### Tasks
a: Answer the following from the mailing-list thread, one line each: (i) What I/O sizes do the legacy applications typically work in? (ii) How many "lock segments" can an unsigned long bitmap on the inode provide? (iii) What minimum size is suggested for each segment?
b: List every reason the mailing-list thread gives for why the folio lock cannot be used for coordination.
c: Reproduce the mailing-list thread from "I suspect this" to "a tree structure....", renaming "bitmap" to "bit array".

>> Begin Excerpted text

On Wed, Jan 08, 2025 at 09:35:47AM -0800, Darrick J. Wong wrote:
> On Wed, Jan 08, 2025 at 03:43:04PM +0800, Chi Zhiling wrote:
> > On 2025/1/7 20:13, Amir Goldstein wrote:
> > > Dave's answer to this question was that there are some legacy applications
> > > (database applications IIRC) on production systems that do rely on the fact
> > > that xfs provides this semantics and on the prerequisite that they run on xfs.
> > > 
> > > However, it was noted that:
> > > 1. Those application do not require atomicity for any size of IO, they
> > >      typically work in I/O size that is larger than block size (e.g. 16K or 64K)
> > >      and they only require no torn writes for this I/O size
> > > 2. Large folios and iomap can usually provide this semantics via folio lock,
> > >      but application has currently no way of knowing if the semantics are
> > >      provided or not
> > 
> > To be honest, it would be best if the folio lock could provide such
> > semantics, as it would not cause any potential problems for the
> > application, and we have hope to achieve concurrent writes.
> > 
> > However, I am not sure if this is easy to implement and will not cause
> > other problems.
> 
> Assuming we're not abandoning POSIX "Thread Interactions with Regular
> File Operations", you can't use the folio lock for coordination, for
> several reasons:
> 
> a) Apps can't directly control the size of the folio in the page cache
> 
> b) The folio size can (theoretically) change underneath the program at
> any time (reclaim can take your large folio and the next read gets a
> smaller folio)
> 
> c) If your write crosses folios, you've just crossed a synchronization
> boundary and all bets are off, though all the other filesystems behave
> this way and there seem not to be complaints
> 
> d) If you try to "guarantee" folio granularity by messing with min/max
> folio size, you run the risk of ENOMEM if the base pages get fragmented
> 
> I think that's why Dave suggested range locks as the correct solution to
> this; though it is a pity that so far nobody has come up with a
> performant implementation.

Yes, that's a fair summary of the situation.

That said, I just had a left-field idea for a quasi-range lock
that may allow random writes to run concurrently and atomically
with reads.

Essentially, we add an unsigned long to the inode, and use it as a
lock bitmap. That gives up to 64 "lock segments" for the buffered
write. We may also need a "segment size" variable....

The existing i_rwsem gets taken shared unless it is an extending
write.

For a non-extending write, we then do an offset->segment translation
and lock that bit in the bit mask. If it's already locked, we wait
on the lock bit. i.e. shared IOLOCK, exclusive write bit lock.

The segments are evenly sized - say a minimum of 64kB each, but when
EOF is extended or truncated (which is done with the i_rwsem held
exclusive) the segment size is rescaled. As nothing can hold bit
locks while the i_rwsem is held exclusive, this will not race with
anything.

If we are doing an extending write, we take the i_rwsem shared
first, then check if the extension will rescale the locks. If lock
rescaling is needed, we have to take the i_rwsem exclusive to do the
EOF extension. Otherwise, the bit lock that covers EOF will
serialise file extensions so it can be done under a shared i_rwsem
safely.

This will allow buffered writes to remain atomic w.r.t. each other,
and potentially allow buffered reads to wait on writes to the same
segment and so potentially provide buffered read vs buffered write
atomicity as well.

If we need more concurrency than an unsigned long worth of bits for
buffered writes, then maybe we can enlarge the bitmap further.

I suspect this can be extended to direct IO in a similar way to
buffered reads, and that then opens up the possibility of truncate
and fallocate() being able to use the bitmap for range exclusion,
too.

The overhead is likely minimal - setting and clearing bits in a
bitmap, as opposed to tracking ranges in a tree structure....

Thoughts?

-Dave.
-- 
Dave Chinner
david@fromorbit.com

>> End Excerpted text
>> Begin Raw data

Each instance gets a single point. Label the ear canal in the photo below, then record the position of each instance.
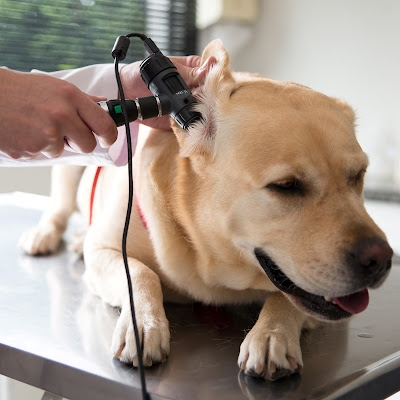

>> End Raw data

### Per-task answers
a:
(i) 16K or 64K
(ii) Up to 64
(iii) 64kB

b:
a) Apps can't directly control the size of the folio in the page cache.
b) The folio size can (theoretically) change underneath the program at any time.
c) If a write crosses folios, it crosses a synchronization boundary and all bets are off.
d) Trying to "guarantee" folio granularity by messing with min/max folio size risks ENOMEM if the base pages get fragmented.

c:
I suspect this can be extended to direct IO in a similar way to
buffered reads, and that then opens up the possibility of truncate
and fallocate() being able to use the bit array for range exclusion,
too.

The overhead is likely minimal - setting and clearing bits in a
bit array, as opposed to tracking ranges in a tree structure....